• _Problem to solve_:
Write out all the data below exactly.

• _Supplied information_:

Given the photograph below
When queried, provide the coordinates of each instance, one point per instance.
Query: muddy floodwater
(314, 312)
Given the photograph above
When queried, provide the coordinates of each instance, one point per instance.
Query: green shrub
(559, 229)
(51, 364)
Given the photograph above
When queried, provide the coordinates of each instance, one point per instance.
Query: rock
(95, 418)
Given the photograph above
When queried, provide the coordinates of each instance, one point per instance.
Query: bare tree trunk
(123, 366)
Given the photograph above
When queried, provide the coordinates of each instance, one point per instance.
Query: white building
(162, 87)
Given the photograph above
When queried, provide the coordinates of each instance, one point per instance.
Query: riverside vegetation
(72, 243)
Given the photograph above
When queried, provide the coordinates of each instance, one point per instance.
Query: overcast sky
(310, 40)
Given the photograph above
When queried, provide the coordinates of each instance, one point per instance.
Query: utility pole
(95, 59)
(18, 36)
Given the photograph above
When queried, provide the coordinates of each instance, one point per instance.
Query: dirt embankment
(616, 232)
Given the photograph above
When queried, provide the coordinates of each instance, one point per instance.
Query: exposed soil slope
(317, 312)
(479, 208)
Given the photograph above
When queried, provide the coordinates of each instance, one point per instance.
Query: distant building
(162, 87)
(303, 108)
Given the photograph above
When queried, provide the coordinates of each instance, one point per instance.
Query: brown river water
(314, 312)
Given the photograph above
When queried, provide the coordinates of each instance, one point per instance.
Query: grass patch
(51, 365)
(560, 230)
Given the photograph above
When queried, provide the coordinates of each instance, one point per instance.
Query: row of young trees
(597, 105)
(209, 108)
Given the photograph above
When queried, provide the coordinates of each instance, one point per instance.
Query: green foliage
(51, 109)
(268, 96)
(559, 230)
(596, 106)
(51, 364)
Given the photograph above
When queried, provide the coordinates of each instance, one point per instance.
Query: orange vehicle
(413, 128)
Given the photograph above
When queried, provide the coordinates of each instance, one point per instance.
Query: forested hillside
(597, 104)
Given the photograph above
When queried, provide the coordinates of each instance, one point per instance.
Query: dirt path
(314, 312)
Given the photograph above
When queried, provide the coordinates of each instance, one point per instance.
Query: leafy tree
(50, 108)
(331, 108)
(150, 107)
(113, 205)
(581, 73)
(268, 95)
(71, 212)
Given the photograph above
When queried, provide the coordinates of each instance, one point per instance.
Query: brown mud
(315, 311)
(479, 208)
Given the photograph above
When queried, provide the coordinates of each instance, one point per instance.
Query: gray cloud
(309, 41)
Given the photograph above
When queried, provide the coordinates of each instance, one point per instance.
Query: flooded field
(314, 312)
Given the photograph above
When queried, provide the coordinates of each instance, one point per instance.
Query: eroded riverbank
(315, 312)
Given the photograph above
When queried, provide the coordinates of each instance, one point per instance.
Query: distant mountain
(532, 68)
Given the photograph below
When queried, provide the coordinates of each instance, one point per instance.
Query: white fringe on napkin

• _Response to the task_:
Given the photograph below
When queried, provide the coordinates of each instance, one point per instance.
Query: muddy floodwater
(314, 312)
Given the photograph above
When queried, provide the coordinates of each instance, one point per instance.
Query: green shrub
(559, 229)
(51, 364)
Given the photograph above
When queried, provide the coordinates of each instance, one point per instance.
Query: rock
(95, 418)
Given the photograph above
When queried, provide the coordinates of each instance, one point per instance.
Query: bare tree trunk
(123, 366)
Given the photograph above
When queried, provide the coordinates of each instance, one point per instance.
Query: white building
(162, 87)
Given the photograph above
When queried, provide the coordinates of each instance, one point per instance.
Query: riverside vegetation
(72, 243)
Given the photograph above
When queried, provide the coordinates of each instance, one point per instance.
Query: overcast sky
(310, 40)
Given the photograph above
When queried, provide the coordinates of each instance, one point per instance.
Query: utility pole
(95, 59)
(18, 36)
Given the photograph above
When queried, provide the coordinates of each instance, one point per instance.
Query: dirt embankment
(616, 232)
Given the photograph above
When queried, provide the coordinates of each instance, one point per instance.
Query: exposed soil slope
(317, 312)
(479, 208)
Given the photograph above
When queried, provide the coordinates of each instance, one point per instance.
Query: distant building
(162, 87)
(303, 108)
Given the photograph above
When queried, provide the coordinates of each instance, one point per instance.
Query: brown river water
(314, 312)
Given the photograph above
When queried, provide the coordinates of each instance, one point per instance.
Query: grass patch
(51, 365)
(560, 230)
Given the photograph above
When queried, provide the coordinates of each instance, one point per instance.
Query: row of young trees
(597, 105)
(209, 108)
Given the photograph above
When queried, provide the coordinates of each instance, one point per instance.
Query: green foliage
(51, 109)
(268, 96)
(559, 230)
(596, 106)
(51, 364)
Given the photograph above
When queried, provide the coordinates of each instance, one point per instance.
Query: orange vehicle
(413, 128)
Given the photograph above
When queried, provide the coordinates of each instance, one point per instance.
Query: forested hillside
(597, 104)
Given the photograph above
When queried, provide the coordinates of each instance, one point per instance.
Query: dirt path
(314, 312)
Given the photograph above
When queried, provide the coordinates of each instance, one point per instance.
Query: leafy tree
(50, 108)
(331, 108)
(150, 107)
(113, 205)
(581, 73)
(268, 95)
(71, 212)
Given the photograph above
When queried, provide the coordinates of each instance, one point per instance.
Query: brown mud
(315, 311)
(479, 208)
Given the photograph above
When queried, provide the coordinates of each instance, one point per instance.
Query: gray cloud
(309, 41)
Given the photograph above
When queried, provide the coordinates of each instance, one point per instance.
Query: flooded field
(314, 312)
Given the photograph above
When queried, provide the coordinates of each instance, one point per instance.
Query: eroded riverbank
(315, 312)
Given the photograph above
When queried, provide the coordinates of each instance, one point per instance.
Query: distant mountain
(532, 68)
Given the photograph below
When queried, provide the coordinates of each instance, one point per instance.
Query: white fringe on napkin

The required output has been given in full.